Aim A ▸ In the paella passage, what history does olive oil represent?

Provided passage ▸
--- start ---
Matt Goulding 

How paella got punked – and the Valencian chefs trying to save it

Paella is the history of Spain on a plate, so why did aficionados have to start Wikipaella to protect it? In this extract from his new book, Matt Goulding heads for Valencia in search of the perfect dish
  
  

Matt Goulding (left) and friends share a paella.
Pan people … writer Matt Goulding (left) and friends share a paella. Photograph: Michael Magers

If you look closely enough, you will find the entire history of Spain within the perimeter of a paella pan. Olive oil, the golden film that forms the base of every paella, adding depth and a gentle sheen to the bed of grains, is the story of a hungry ancient Rome expanding its empire across Iberia, one olive tree at a time. Tomato, the heart of the sofrito that lends colour and a savoury-sweet baseline to a proper paella, is the story of Spain’s own vision of empire and conquest, and the unexpected treasures it pillaged from the New World. And the heart of paella – the rice, saffron and vegetables that fill out the pan – speaks of 700 years of Moorish rule leaving a footprint on the Iberian peninsula; one that informs how Spain eats, drinks and lives to this day.
--- end ---
Data for this exercise ▸
--- start ---
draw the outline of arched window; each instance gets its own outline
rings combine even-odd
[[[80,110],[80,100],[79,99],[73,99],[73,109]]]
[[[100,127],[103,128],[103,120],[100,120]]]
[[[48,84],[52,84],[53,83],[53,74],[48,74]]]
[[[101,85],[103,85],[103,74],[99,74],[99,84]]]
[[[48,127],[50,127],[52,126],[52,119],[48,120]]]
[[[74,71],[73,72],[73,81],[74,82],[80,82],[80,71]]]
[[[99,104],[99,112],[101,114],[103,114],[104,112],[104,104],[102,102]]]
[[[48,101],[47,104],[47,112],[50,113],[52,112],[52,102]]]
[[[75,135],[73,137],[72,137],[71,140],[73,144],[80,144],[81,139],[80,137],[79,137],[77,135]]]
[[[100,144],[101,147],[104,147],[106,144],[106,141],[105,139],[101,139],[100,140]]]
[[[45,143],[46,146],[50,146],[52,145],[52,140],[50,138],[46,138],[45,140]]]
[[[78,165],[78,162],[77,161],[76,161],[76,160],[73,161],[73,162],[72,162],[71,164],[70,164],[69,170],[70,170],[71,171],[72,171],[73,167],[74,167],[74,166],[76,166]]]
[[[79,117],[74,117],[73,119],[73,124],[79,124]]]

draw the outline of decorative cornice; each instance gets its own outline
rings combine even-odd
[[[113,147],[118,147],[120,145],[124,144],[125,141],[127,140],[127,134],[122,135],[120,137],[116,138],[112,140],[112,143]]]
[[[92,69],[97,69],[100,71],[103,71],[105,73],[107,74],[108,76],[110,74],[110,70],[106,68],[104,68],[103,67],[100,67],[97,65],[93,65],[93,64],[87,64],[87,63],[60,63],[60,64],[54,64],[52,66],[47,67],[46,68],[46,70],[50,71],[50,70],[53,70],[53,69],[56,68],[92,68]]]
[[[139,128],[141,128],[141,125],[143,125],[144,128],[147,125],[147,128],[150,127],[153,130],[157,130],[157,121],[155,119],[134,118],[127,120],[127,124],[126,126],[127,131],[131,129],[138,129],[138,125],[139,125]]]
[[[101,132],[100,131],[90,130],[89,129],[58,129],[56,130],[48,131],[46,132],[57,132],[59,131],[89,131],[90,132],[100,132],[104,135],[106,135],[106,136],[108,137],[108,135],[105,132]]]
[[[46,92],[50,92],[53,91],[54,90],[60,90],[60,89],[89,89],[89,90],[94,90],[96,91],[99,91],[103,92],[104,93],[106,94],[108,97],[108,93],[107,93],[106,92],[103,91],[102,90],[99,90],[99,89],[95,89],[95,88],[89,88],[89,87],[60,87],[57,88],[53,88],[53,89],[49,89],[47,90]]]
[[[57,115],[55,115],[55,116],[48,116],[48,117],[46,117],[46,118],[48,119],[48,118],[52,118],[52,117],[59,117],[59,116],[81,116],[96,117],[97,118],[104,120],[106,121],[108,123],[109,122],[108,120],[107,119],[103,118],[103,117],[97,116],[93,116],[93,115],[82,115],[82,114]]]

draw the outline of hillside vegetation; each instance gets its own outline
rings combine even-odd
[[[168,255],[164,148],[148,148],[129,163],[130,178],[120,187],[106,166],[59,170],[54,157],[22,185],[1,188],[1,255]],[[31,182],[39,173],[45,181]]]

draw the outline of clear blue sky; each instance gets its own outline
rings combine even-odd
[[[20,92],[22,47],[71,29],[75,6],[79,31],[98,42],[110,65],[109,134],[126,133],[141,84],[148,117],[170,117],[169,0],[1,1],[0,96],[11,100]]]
--- end ---
Aim B ▸ In the listing, begin at the line that has "draw the outline of clear" and continue through the end of the listing. Rewrite those lines with "blue" swapped for "pale" and everything else unchanged.

Worked solution A ▸ Olive oil tells the story of a hungry ancient Rome expanding its empire across Iberia, one olive tree at a time.

Worked solution B ▸
draw the outline of clear pale sky; each instance gets its own outline
rings combine even-odd
[[[20,92],[22,47],[71,29],[75,6],[79,31],[98,42],[110,65],[109,134],[126,133],[141,84],[148,117],[170,117],[169,0],[1,1],[0,96],[11,100]]]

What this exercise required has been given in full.